** start of Entries provided **

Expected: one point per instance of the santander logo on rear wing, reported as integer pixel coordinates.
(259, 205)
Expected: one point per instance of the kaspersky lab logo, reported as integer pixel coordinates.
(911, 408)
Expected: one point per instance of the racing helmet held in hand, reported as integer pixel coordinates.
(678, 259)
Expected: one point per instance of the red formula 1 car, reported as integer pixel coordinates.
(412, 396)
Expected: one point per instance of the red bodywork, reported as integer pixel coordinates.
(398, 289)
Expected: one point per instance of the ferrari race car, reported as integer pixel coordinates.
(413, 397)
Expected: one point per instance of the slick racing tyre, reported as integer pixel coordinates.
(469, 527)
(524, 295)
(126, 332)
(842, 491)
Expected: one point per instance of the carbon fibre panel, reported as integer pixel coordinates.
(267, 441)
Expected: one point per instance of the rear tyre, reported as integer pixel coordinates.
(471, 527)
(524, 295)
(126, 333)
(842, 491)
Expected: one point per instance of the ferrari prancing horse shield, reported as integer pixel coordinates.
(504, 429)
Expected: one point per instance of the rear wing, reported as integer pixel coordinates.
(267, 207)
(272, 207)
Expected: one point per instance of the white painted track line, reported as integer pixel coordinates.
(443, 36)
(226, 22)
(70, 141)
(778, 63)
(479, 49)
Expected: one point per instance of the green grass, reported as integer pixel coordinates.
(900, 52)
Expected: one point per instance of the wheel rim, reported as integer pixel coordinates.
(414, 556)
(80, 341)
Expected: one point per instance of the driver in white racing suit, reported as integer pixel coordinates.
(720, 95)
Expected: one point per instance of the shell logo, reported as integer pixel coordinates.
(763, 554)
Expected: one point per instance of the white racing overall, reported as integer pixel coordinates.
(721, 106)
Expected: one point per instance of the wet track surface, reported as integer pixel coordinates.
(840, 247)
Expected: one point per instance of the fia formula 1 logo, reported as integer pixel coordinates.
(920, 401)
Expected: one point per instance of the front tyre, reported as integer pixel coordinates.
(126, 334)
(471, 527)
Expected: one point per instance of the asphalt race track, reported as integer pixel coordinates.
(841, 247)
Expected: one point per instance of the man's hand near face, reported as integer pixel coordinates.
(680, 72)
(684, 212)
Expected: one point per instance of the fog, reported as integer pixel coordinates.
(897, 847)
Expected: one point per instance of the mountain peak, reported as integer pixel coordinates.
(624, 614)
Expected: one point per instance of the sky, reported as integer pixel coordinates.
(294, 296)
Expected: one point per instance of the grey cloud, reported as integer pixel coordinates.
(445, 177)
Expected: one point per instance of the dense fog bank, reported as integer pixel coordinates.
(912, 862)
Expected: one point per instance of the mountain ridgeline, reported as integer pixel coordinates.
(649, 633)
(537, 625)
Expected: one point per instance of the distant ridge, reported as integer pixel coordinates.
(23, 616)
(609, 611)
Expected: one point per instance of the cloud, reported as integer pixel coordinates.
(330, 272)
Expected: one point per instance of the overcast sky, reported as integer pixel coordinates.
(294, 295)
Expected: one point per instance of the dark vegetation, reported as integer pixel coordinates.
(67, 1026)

** end of Entries provided **

Send back all of the entries exactly, with nothing missing.

§ **Correct output**:
Expected: one point per instance of the santander logo on rear wing, reported as integer pixel coordinates.
(259, 205)
Expected: one point per instance of the kaspersky lab logo, reported as integer pixel coordinates.
(911, 408)
Expected: one point per instance of the racing helmet held in hand, reported as integer pixel coordinates.
(678, 259)
Expected: one point per instance of the red formula 1 car, reported as integer pixel coordinates.
(412, 396)
Expected: one point per instance of the red bodywork, reported as integer pixel coordinates.
(398, 289)
Expected: one point per instance of the ferrari race car, reported as integer pixel coordinates.
(413, 397)
Expected: one point per instance of the slick racing tyre, reported as integer pixel coordinates.
(469, 527)
(524, 295)
(126, 332)
(842, 491)
Expected: one point per instance of the carbon fibre panel, reported as integer pixel coordinates.
(267, 441)
Expected: one point per instance of the rear tyre, reported as integer pixel coordinates.
(471, 527)
(524, 295)
(126, 333)
(842, 491)
Expected: one point per instance of the ferrari prancing horse shield, reported as integer pixel coordinates.
(504, 429)
Expected: one point per instance of the rear wing, reported as integer pixel coordinates.
(267, 207)
(272, 207)
Expected: one point per instance of the white painted track line, reported as integer pixel coordinates.
(443, 36)
(226, 22)
(70, 141)
(778, 63)
(479, 49)
Expected: one point per instance of the green grass, reported as integer pixel coordinates.
(900, 52)
Expected: one point per instance of the wheel rim, reported as integer pixel coordinates.
(414, 556)
(80, 341)
Expected: one point per instance of the driver in white racing suit, reported as integer pixel coordinates.
(720, 95)
Expected: one point per instance of the shell logo, reported as integer pixel coordinates.
(763, 554)
Expected: one point per instance of the white racing overall, reported as integer pixel coordinates.
(721, 106)
Expected: one point per instance of the wet track surface, reported as integer pixel coordinates.
(840, 247)
Expected: one point per instance of the fia formula 1 logo, reported as integer pixel coordinates.
(920, 401)
Expected: one point per instance of the front tyre, reported as integer pixel coordinates.
(126, 334)
(471, 527)
Expected: one point per instance of the asphalt race track, reported as integer pixel coordinates.
(841, 247)
Expected: one point per instance of the man's hand near face, reported as integer pixel coordinates.
(680, 72)
(684, 212)
Expected: one point per instance of the fog, reported as integer pixel coordinates.
(897, 847)
Expected: one point per instance of the mountain peak, reported as integer pixel coordinates.
(624, 614)
Expected: one point per instance of the sky, reported as integer pixel coordinates.
(294, 296)
Expected: one point per instance of the grey cloud, reported as integer pixel coordinates.
(445, 177)
Expected: one point per instance of the dense fog bank, reported as integer pixel coordinates.
(912, 862)
Expected: one point per instance of the mountain ridgeline, reported as integer pixel coordinates.
(649, 633)
(537, 625)
Expected: one point per instance of the distant ridge, reported as integer pixel coordinates.
(23, 616)
(609, 611)
Expected: one point per instance of the cloud, reported as integer pixel coordinates.
(330, 272)
Expected: one point per instance of the overcast sky, reported as integer pixel coordinates.
(294, 295)
Expected: one point per instance of the dark vegetation, reported as integer pixel coordinates.
(67, 1026)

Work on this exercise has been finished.